_Exercise_: Please pull out every line below that contains the word "stack", copying each one in full. Case counts, so a line matches only if its letters have the same capitalization.

____ Data for this task

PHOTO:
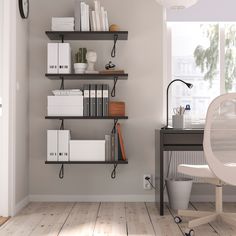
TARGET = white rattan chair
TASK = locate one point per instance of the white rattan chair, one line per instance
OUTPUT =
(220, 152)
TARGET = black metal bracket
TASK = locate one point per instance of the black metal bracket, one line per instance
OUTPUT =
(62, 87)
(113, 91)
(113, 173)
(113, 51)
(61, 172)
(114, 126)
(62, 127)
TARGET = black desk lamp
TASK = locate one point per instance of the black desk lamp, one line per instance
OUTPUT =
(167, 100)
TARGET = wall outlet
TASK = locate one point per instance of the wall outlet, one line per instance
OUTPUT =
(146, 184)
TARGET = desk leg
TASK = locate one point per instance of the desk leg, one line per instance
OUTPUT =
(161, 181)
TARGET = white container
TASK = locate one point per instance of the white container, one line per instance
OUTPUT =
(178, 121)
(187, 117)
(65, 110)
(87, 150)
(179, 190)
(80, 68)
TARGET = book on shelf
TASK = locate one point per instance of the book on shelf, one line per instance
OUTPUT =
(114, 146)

________
____ Data for this task

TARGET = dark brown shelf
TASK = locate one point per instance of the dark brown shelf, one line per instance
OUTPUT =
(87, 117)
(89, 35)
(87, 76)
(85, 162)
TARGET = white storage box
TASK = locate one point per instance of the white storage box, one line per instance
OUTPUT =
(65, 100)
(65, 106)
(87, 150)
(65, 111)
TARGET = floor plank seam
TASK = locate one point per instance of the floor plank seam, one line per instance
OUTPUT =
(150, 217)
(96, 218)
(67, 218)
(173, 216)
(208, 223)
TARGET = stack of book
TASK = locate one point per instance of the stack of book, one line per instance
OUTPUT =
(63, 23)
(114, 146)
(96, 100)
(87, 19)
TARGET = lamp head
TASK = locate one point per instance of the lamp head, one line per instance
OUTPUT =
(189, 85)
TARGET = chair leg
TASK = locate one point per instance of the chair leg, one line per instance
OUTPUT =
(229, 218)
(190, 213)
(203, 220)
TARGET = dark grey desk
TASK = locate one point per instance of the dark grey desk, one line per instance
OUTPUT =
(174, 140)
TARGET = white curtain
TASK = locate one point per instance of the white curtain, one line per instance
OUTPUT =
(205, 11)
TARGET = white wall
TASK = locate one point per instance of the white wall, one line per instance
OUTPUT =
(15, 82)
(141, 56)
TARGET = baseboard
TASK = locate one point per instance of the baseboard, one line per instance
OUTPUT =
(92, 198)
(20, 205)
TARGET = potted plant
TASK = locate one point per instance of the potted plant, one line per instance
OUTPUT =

________

_Task output_:
TARGET = stack of book
TASK = locate one point per instance of the stack of book, one line per instance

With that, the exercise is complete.